How Many Days in Belfast?

Belfast has many faces and the question of how many days to spend in Belfast should be determined by what you want to gain from the experience.

To even begin to explore the many threads of the political and historical tapestry here, you will need at least 1 day, but compressing 400 years of history won’t be an easy task.

With 2 days in Belfast, you can fill up on an Ulster fry, visit a few pubs, and do all things Titanic related.

Outside the city are also several must-see stops and you will need at least 3 days if you want to see major attractions like the Dark Hedges and Giant’s Causeway on a day trip. 

Between all the historical sights and day trips, you need another whole day on your Belfast itinerary to just appreciate the city for what it is.

Belfast City Hall
Belfast City Hall

Getting To & Around Belfast

Belfast is easily accessible by a variety of transportation options. If you’re arriving by air, you can fly into Belfast International Airport or George Best Belfast City Airport, both of which offer flights to major cities across Europe and the UK.

If you prefer to get to Belfast by train, the city has two main train stations: Great Victoria Street and Belfast Central. Both stations have regular services to Dublin, as well as other cities across Northern Ireland and the UK.

One major thing to remember is to hold on tight to your train ticket if you booked a return trip. You cannot be reissued a ticket and you will have to buy a new one if seats are available. Save yourself the headache and guard it with your life!

Additionally, Belfast is well-connected by bus, with services to Dublin and other nearby cities. You can view bus schedules here.

You can also drive from Dublin to Belfast in about 2 hours and there are also many interesting stops to make along the way. If you need to rent a car for your trip, you can browse to compare options.

Once you arrive in Belfast, getting around the city is relatively easy. The Belfast city centre is compact and walkable, so it’s easy to explore on foot.

If you prefer to use public transportation, Belfast has an extensive bus network that covers most of the city. There is also a city bike-share scheme, which allows you to rent bikes from various locations around the city.

Overall, getting to and around Belfast is straightforward and convenient, with plenty of transportation options to suit different preferences and budgets.

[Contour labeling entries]
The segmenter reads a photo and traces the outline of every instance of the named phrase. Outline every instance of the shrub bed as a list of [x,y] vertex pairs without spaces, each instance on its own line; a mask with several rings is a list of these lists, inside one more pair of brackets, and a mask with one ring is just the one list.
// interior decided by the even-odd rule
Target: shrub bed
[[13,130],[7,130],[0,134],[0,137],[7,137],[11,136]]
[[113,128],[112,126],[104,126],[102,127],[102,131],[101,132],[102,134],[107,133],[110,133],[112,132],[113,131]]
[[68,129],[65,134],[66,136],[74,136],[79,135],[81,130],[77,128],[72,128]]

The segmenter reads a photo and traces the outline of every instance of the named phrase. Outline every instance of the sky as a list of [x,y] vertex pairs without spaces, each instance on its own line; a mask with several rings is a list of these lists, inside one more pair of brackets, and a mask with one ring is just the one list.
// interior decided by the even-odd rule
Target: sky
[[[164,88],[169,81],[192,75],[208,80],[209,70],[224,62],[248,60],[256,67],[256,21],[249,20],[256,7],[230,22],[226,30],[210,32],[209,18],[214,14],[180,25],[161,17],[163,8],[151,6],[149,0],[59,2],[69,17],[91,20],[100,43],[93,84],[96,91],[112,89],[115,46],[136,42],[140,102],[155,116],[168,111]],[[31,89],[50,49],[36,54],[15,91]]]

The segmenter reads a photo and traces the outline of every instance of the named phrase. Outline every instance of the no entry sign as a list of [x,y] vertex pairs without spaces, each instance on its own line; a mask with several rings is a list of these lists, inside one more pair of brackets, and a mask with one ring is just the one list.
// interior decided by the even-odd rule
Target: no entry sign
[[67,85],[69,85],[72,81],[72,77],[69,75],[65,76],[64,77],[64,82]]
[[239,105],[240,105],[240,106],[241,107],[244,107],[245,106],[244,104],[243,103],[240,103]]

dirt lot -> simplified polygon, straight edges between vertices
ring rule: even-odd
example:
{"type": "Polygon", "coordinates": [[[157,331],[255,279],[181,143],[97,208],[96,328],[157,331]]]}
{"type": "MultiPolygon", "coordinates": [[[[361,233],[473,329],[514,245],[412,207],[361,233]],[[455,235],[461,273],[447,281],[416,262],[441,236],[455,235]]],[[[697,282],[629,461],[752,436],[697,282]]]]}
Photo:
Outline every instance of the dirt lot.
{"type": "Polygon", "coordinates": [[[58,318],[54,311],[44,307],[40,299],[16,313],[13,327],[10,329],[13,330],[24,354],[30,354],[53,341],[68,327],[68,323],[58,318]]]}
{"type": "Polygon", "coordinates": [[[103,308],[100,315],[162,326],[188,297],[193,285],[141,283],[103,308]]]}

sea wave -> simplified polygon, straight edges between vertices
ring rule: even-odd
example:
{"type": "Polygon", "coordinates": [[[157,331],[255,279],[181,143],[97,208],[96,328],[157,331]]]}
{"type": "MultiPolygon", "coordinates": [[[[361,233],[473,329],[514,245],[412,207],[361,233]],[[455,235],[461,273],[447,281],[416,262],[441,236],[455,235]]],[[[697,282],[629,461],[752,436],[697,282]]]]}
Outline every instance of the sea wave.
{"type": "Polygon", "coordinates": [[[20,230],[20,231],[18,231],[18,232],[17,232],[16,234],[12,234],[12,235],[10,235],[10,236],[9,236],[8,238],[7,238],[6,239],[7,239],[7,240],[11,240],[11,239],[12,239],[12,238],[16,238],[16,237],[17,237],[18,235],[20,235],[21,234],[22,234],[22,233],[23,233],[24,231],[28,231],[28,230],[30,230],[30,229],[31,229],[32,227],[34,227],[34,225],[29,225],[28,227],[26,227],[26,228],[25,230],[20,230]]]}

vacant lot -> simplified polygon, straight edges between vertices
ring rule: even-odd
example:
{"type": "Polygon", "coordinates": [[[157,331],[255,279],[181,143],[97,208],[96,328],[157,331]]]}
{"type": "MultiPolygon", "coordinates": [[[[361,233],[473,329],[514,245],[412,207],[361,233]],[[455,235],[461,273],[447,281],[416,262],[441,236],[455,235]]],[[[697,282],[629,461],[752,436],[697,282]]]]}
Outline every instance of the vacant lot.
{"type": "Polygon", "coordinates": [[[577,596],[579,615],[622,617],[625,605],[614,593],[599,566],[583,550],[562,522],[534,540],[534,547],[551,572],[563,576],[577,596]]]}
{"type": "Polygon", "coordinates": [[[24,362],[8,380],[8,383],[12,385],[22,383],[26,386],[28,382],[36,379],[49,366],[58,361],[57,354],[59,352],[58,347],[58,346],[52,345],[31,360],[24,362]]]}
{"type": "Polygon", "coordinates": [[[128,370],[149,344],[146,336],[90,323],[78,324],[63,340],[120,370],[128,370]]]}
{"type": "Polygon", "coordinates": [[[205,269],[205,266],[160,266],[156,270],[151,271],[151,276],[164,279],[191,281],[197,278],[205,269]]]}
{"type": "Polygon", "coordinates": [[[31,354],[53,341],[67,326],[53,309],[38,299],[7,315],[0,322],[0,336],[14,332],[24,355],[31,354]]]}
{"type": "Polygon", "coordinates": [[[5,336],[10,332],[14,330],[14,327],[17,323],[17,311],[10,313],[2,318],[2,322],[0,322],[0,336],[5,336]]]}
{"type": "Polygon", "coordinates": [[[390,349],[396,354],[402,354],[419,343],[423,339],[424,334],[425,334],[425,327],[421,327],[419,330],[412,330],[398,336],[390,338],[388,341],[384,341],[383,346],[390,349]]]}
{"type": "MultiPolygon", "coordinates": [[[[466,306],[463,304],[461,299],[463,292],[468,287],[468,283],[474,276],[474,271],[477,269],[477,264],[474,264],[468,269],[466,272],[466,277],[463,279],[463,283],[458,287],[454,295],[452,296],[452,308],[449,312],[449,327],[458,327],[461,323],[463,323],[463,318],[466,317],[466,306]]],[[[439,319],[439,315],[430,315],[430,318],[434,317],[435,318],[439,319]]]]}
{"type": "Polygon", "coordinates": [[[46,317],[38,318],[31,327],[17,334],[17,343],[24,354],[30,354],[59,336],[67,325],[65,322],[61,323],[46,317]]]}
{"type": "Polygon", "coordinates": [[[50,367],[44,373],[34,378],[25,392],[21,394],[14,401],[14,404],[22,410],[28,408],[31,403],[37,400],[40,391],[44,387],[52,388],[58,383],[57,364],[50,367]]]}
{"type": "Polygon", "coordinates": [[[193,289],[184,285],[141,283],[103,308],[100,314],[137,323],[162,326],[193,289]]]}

WHAT IS ASKED —
**a.** Extract the Belfast travel guide passage word for word, everything from "If you prefer to get" down to "Ireland and the UK.".
**b.** Write what comes next in the Belfast travel guide, picking up after its final sentence.

RESULTS OF THE EXERCISE —
**a.**
If you prefer to get to Belfast by train, the city has two main train stations: Great Victoria Street and Belfast Central. Both stations have regular services to Dublin, as well as other cities across Northern Ireland and the UK.

**b.**
Belfast Waterfront
Belfast Waterfront

1, 2 or 3 Days in Belfast Itinerary

Day 1 – Belfast Historic Highlights

The tumultuous history of Belfast and Northern Ireland in general has been well documented and you should spend 1 day in Belfast getting to know both sides of the story.

Black Cab Tour

Taking a black cab tour of Belfast is one of the best ways to learn about the troubles. Your driver cum guide is a local who was personally involved or affected by the unrest that has plagued the country.

They will take you to see the Peace Walls and drive to the famous murals in the residential areas including the famous painting of Bobby Sands.

These tours give you sobering insight into the strife of unionists and loyalists and you will visit the often-overlooked Irish Republican History Museum which delivers a poignant retelling of the civil war. You can book your tour here.

A mural in Belfast
A mural in Belfast

City Hall Tour

Belfast City Hall sits in the centre of Belfast on Donegall Square. One of the best ways to experience this impressive building is through a free guided tour, which offers an insight into the history, architecture, and cultural significance of City Hall.

The tour takes visitors through the various rooms and spaces of the building, including the impressive Great Hall, the Council Chamber, and the elegant Reception Room.

Along the way, you’ll learn about the history of the city, the role of City Hall in local government, and the various events and ceremonies that take place here throughout the year.

Crumlin Road Gaol

Every major city across Northern Ireland and the Republic of Ireland has a historic prison to visit. In Belfast, you can go to Crumlin Road Gaol.

The prison was in operation for over 150 years and was the site of many important events in Northern Ireland’s troubled history.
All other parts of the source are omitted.